• _Working data_:
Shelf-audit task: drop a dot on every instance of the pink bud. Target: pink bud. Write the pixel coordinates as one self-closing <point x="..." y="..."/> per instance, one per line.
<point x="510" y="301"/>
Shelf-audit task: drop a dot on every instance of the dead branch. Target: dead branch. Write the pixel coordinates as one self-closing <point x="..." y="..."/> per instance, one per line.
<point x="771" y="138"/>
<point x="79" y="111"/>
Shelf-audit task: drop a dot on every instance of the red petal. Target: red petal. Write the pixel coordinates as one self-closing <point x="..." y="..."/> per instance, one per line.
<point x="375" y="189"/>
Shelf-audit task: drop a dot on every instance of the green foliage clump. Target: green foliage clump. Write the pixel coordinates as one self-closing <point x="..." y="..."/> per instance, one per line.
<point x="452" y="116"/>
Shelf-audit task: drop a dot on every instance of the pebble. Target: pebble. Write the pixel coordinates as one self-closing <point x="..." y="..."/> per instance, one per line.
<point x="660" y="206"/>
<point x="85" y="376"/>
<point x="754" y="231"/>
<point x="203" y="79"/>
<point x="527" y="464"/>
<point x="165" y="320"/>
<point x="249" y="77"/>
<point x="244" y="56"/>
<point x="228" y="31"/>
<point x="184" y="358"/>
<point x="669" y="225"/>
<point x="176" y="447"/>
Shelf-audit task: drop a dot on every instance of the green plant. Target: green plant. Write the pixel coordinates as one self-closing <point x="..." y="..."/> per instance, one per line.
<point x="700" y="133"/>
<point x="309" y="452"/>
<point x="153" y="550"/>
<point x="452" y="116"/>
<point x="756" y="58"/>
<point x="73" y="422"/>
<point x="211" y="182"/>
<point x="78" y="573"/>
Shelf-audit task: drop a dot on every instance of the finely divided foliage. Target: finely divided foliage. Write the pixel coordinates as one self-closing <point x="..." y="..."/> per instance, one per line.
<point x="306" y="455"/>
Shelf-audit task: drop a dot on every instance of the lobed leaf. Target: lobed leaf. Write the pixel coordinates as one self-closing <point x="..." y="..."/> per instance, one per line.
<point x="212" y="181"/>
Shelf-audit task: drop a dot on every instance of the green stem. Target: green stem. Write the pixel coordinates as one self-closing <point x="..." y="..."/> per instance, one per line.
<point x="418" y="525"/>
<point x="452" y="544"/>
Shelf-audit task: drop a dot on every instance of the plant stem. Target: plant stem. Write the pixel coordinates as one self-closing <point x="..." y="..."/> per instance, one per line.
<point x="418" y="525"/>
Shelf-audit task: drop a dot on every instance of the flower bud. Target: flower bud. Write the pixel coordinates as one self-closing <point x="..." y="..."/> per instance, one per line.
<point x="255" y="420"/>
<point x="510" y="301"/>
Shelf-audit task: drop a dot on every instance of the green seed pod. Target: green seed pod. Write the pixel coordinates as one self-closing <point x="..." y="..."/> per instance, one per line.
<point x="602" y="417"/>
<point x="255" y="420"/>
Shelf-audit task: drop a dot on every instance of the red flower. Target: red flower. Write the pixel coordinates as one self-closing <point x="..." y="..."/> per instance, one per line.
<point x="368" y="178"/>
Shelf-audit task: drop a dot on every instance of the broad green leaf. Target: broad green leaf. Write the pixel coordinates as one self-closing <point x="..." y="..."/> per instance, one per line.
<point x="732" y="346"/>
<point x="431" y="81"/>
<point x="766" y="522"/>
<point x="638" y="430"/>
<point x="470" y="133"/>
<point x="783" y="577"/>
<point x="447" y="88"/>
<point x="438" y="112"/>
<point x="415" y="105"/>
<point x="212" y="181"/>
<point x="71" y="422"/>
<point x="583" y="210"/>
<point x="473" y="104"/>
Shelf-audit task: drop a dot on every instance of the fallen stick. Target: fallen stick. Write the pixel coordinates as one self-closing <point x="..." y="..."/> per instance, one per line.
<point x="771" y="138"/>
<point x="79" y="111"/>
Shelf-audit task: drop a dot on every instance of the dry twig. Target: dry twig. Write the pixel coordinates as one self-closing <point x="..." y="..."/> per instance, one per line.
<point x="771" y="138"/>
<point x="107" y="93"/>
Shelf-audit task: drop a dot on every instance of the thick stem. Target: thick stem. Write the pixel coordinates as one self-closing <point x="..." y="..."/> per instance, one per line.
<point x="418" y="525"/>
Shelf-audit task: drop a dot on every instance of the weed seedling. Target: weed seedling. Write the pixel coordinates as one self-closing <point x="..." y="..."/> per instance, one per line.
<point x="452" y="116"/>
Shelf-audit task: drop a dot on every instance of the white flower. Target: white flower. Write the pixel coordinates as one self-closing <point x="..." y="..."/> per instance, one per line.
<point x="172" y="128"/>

• _What to produce_: The result consists of the line with "Shelf-audit task: drop a dot on every instance of the white" through the last line of the entries above, repeated exactly and with nothing else.

• _Answer section_:
Shelf-audit task: drop a dot on every instance of the white flower. Target: white flower. Write the pixel coordinates as one self-closing <point x="..." y="..."/> per instance, one per line.
<point x="172" y="128"/>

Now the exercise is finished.